_Exercise instructions_
Take the line that contains "Where can the stadium" and each line after it in the material below, and transcribe them exactly, stopping at the end.

_Material shown_
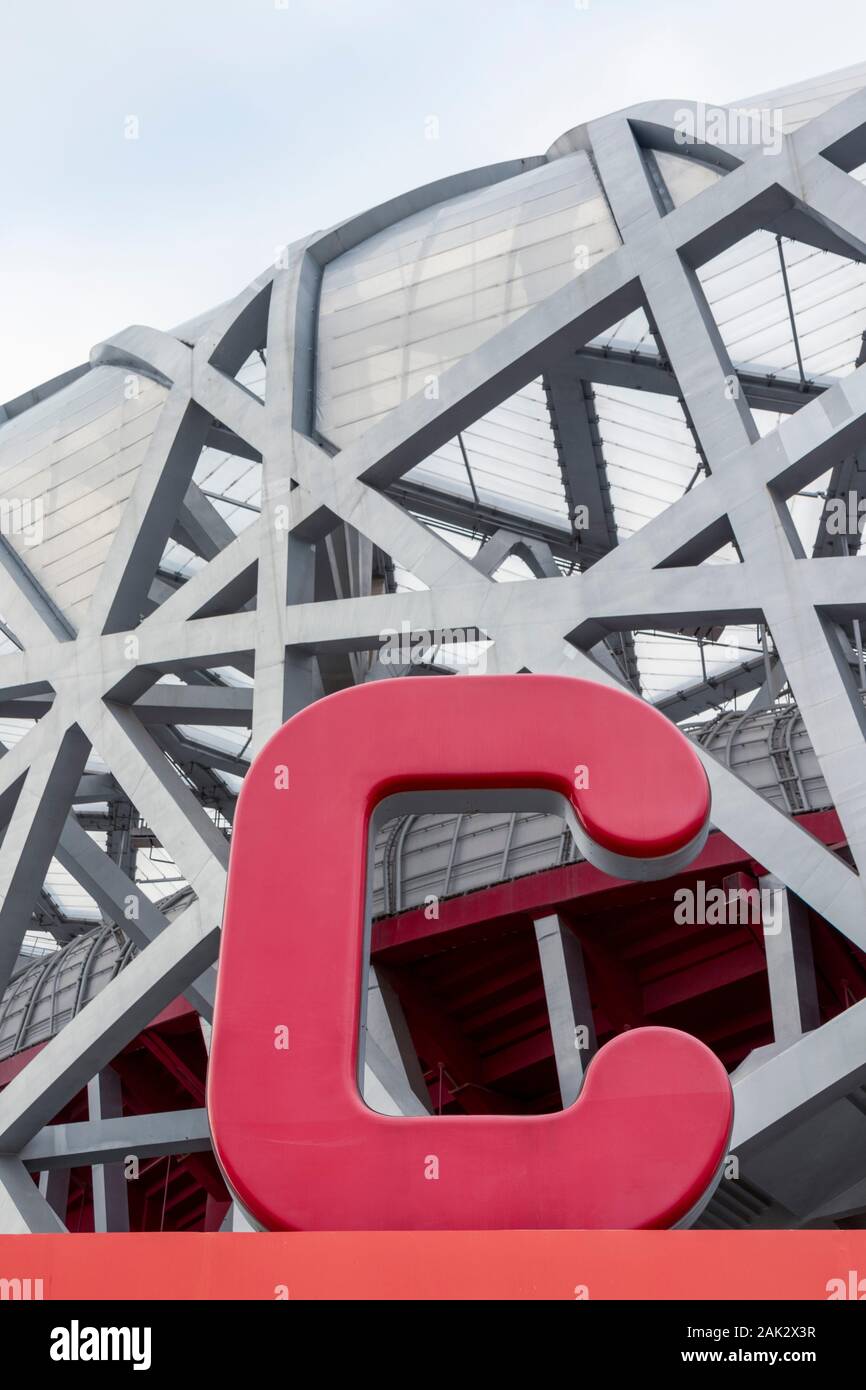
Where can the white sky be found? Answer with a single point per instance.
(263, 120)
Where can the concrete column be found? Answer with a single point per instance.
(790, 965)
(110, 1196)
(54, 1187)
(569, 1005)
(394, 1082)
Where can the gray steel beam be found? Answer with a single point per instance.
(569, 1004)
(60, 1147)
(110, 1197)
(22, 1208)
(790, 965)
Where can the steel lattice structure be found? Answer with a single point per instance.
(88, 670)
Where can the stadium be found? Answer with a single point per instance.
(595, 413)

_Problem solution_
Where can the stadium be found? Answer with a single point per instance.
(595, 413)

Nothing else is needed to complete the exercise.